## What is expected
Copy out everything in the records below exactly, from the very first line down to and including the line containing "[59,49,311,124]".

++++++++

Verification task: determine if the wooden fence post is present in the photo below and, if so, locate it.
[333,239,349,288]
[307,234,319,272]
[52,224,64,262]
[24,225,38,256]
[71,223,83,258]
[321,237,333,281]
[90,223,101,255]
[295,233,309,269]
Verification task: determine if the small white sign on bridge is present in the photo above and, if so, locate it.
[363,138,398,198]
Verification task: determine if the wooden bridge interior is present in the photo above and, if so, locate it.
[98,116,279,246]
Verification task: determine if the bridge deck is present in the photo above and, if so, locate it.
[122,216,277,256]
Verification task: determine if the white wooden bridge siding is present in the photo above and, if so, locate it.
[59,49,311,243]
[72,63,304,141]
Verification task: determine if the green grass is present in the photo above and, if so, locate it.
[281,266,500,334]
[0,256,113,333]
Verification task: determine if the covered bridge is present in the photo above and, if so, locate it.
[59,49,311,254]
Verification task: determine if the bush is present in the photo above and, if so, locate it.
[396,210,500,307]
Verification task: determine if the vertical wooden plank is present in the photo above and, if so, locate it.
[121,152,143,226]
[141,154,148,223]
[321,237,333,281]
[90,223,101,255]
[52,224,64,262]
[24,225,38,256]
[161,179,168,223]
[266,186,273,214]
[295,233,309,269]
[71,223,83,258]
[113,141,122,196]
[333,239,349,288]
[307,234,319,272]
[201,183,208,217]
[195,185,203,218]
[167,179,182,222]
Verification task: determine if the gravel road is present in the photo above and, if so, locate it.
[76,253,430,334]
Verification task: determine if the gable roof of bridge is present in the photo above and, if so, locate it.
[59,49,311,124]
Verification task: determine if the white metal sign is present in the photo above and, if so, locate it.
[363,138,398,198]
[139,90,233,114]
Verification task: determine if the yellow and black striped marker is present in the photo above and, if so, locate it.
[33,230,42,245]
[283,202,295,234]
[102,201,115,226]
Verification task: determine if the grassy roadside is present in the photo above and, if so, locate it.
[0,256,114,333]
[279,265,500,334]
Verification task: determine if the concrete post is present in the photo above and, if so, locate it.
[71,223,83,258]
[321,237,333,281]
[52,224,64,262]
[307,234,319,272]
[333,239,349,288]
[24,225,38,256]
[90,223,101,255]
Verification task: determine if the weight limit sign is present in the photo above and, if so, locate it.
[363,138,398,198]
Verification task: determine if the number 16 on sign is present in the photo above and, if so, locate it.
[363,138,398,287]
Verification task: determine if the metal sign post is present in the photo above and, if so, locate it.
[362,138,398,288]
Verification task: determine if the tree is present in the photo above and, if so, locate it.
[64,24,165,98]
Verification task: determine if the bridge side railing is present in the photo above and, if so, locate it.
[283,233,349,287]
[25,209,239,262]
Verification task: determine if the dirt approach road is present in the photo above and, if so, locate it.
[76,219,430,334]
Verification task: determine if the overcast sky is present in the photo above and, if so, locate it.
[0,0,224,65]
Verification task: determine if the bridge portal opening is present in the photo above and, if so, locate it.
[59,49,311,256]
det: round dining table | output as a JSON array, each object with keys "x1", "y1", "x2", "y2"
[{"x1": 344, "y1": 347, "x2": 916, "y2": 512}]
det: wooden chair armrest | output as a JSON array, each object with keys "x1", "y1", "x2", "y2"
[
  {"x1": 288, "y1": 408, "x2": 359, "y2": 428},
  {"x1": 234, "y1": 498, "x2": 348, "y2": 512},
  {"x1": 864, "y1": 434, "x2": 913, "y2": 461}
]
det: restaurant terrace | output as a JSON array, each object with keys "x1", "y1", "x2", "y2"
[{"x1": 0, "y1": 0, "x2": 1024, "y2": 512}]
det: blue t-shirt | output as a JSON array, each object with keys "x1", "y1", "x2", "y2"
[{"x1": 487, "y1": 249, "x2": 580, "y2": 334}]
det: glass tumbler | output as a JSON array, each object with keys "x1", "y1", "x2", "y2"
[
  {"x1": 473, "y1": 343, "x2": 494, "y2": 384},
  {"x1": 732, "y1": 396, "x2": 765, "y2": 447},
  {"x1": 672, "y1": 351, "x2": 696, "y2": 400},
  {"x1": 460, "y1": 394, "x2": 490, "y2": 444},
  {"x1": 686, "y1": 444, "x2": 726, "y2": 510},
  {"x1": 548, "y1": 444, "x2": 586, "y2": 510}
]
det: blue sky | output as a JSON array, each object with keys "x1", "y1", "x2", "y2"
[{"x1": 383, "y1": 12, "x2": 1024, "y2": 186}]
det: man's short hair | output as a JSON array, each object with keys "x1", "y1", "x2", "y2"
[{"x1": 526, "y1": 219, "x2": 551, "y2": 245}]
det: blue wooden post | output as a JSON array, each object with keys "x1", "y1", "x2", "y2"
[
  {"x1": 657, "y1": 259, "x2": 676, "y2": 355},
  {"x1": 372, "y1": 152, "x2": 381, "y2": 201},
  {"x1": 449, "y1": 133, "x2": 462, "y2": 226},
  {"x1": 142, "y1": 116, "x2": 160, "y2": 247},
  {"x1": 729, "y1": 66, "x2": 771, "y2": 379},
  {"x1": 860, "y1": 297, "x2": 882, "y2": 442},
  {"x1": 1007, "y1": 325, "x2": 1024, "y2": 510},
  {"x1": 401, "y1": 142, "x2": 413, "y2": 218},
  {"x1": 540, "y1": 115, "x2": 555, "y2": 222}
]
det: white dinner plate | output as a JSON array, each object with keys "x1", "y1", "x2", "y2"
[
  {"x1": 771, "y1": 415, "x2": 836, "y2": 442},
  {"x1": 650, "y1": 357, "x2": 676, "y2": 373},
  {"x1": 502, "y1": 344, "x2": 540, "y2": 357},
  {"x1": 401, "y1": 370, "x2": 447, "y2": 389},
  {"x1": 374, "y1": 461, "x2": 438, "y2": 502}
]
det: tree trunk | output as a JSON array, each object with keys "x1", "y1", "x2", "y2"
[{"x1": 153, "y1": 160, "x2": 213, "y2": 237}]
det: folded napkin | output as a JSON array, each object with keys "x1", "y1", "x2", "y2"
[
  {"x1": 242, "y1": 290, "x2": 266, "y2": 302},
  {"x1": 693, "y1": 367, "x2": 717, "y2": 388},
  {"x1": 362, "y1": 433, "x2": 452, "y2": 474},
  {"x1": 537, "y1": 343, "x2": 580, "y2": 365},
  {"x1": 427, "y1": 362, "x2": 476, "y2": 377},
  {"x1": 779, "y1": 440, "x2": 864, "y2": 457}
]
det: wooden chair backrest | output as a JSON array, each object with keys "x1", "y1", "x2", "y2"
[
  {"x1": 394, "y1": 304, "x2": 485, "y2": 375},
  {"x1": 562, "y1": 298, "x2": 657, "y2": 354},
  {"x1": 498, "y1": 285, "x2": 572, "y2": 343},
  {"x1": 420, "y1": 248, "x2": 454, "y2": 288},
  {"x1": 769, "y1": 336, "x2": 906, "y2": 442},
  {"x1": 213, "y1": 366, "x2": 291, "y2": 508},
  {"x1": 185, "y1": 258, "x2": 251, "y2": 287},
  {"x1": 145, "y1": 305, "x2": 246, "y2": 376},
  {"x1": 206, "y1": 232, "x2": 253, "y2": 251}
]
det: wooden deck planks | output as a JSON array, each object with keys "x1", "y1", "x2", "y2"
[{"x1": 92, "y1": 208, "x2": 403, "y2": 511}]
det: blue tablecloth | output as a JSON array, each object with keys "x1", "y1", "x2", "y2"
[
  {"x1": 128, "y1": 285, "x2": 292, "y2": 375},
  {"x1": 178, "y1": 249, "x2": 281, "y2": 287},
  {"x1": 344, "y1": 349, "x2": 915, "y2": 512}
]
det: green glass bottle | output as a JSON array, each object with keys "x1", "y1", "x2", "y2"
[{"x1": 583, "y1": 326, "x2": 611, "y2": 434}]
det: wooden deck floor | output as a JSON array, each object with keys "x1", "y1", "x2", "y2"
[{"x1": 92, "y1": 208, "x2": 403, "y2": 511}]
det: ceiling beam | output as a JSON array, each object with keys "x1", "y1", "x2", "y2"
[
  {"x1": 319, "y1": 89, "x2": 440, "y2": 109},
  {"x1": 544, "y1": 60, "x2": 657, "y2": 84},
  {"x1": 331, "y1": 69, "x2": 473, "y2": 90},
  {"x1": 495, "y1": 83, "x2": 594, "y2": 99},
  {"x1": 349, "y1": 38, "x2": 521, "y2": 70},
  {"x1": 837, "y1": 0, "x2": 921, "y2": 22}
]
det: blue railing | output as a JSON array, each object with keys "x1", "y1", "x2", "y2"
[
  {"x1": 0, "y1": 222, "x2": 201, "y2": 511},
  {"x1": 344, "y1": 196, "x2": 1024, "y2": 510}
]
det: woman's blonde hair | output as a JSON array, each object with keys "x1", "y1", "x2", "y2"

++++++++

## Result of this exercise
Verification task: determine if the wooden fence post is present in the photo below and, if so, locate it.
[333,239,349,288]
[307,234,319,272]
[52,224,64,262]
[24,225,38,256]
[71,223,83,258]
[321,237,333,281]
[90,223,101,255]
[295,233,309,269]
Verification task: determine if the small white sign on bridge is present in the photo above and, if so, locate it.
[363,138,398,198]
Verification task: determine if the wooden bridge interior is present in the photo above and, if so, locate it.
[98,116,279,246]
Verification task: determine if the bridge deck is present in the photo above and, if so, locate it.
[122,216,277,256]
Verification task: determine if the white wooden bridge siding is present in the photo above and, if so, locate it.
[59,49,311,243]
[72,63,304,141]
Verification task: determine if the green grass is present in the photo above and, if so, locate it.
[281,266,500,334]
[0,256,113,333]
Verification task: determine if the covered bridge is present in the photo above and, if so, locate it.
[59,49,311,254]
Verification task: determine if the bush is present in the photo above and, if so, locate it.
[396,210,500,307]
Verification task: determine if the vertical wooden plank is present in the photo above and, if so, locate it.
[121,152,143,226]
[141,154,148,223]
[321,237,333,281]
[90,223,101,255]
[52,224,64,262]
[24,225,38,256]
[161,179,168,223]
[266,186,273,214]
[295,233,309,269]
[71,223,83,258]
[113,141,122,196]
[333,239,349,288]
[307,234,319,272]
[201,183,208,217]
[195,185,203,218]
[167,179,182,222]
Verification task: determine if the gravel road is present in the photo above and, if so, locate it.
[76,253,430,334]
Verification task: determine if the gable roof of bridge is present in the photo above and, if so, locate it.
[59,49,311,124]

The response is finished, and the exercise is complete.